#### Task statement:
Update the rows that begin at the line containing "task: segment each instance of the orange" and stop after the line containing "104L82 101L81 101L81", changing "orange beak" to "yellow beak" and keeping everything else the same.

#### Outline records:
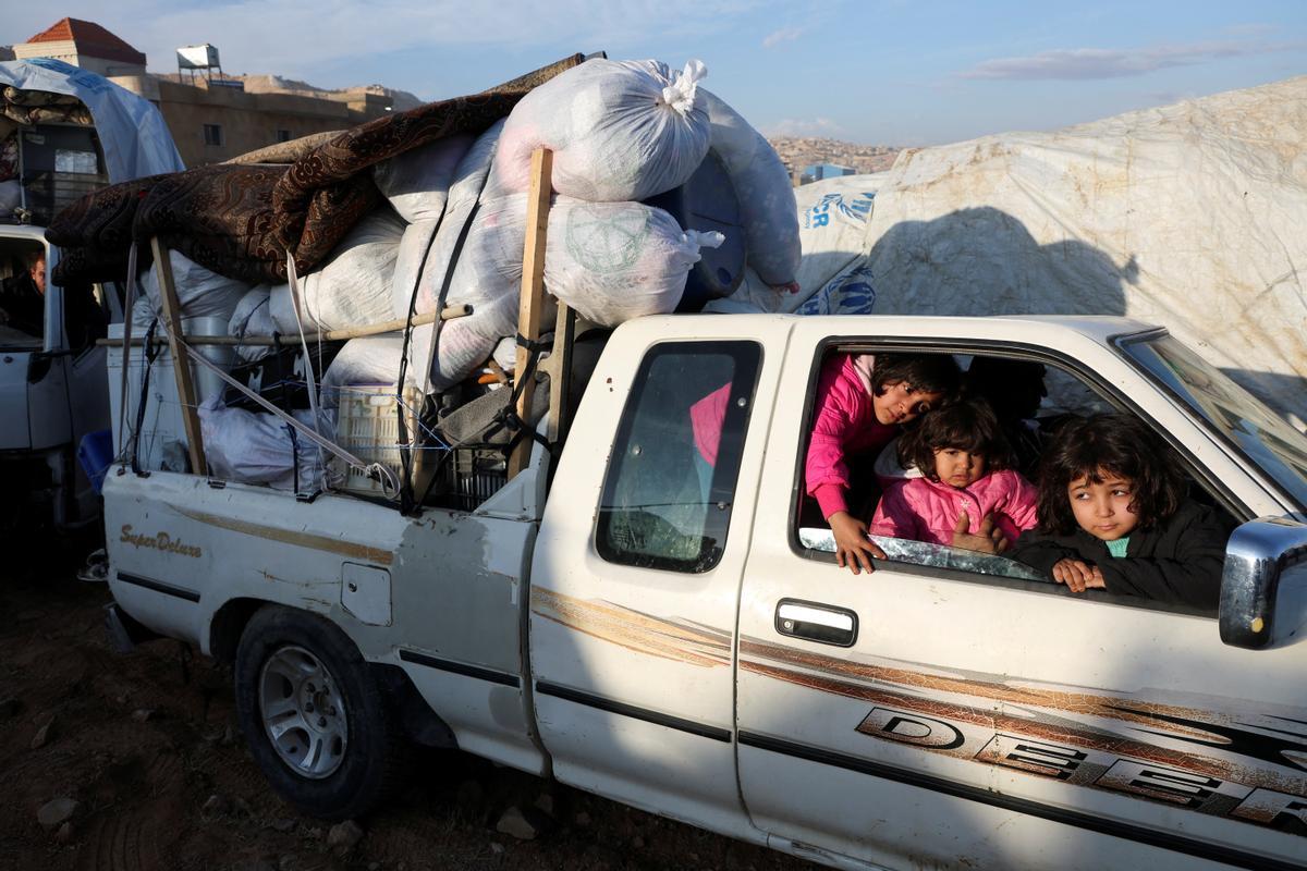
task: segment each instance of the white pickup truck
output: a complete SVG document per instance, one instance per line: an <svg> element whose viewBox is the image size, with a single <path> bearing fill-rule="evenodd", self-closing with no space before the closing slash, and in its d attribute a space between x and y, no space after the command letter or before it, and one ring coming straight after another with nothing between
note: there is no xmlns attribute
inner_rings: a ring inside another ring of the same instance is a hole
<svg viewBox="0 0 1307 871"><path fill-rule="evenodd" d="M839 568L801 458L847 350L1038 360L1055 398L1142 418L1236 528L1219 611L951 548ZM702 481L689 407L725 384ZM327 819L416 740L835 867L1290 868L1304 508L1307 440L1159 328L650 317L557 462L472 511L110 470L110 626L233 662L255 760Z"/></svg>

...

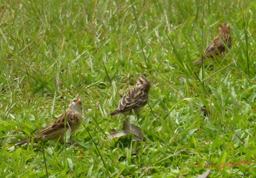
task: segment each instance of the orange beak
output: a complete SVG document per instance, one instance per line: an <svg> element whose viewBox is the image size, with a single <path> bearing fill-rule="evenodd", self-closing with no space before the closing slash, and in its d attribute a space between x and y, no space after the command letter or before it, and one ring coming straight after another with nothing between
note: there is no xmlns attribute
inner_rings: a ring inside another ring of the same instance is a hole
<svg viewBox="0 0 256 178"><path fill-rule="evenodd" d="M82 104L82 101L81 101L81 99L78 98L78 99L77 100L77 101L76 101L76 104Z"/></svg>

#### The answer:
task: segment each instance of the yellow beak
output: a complete SVG document per instance, one instance per line: an <svg> element whose viewBox is the image size, with a single <path> bearing fill-rule="evenodd", self-closing with no space before the closing slash, and in its d attribute a space between x and y, no space after the command letter or before it, and one ring coming straight after another with nothing between
note: there is no xmlns attribute
inner_rings: a ring inside another ring of the same instance is a hole
<svg viewBox="0 0 256 178"><path fill-rule="evenodd" d="M82 104L82 101L81 101L81 99L78 98L78 99L77 100L77 101L76 101L76 104Z"/></svg>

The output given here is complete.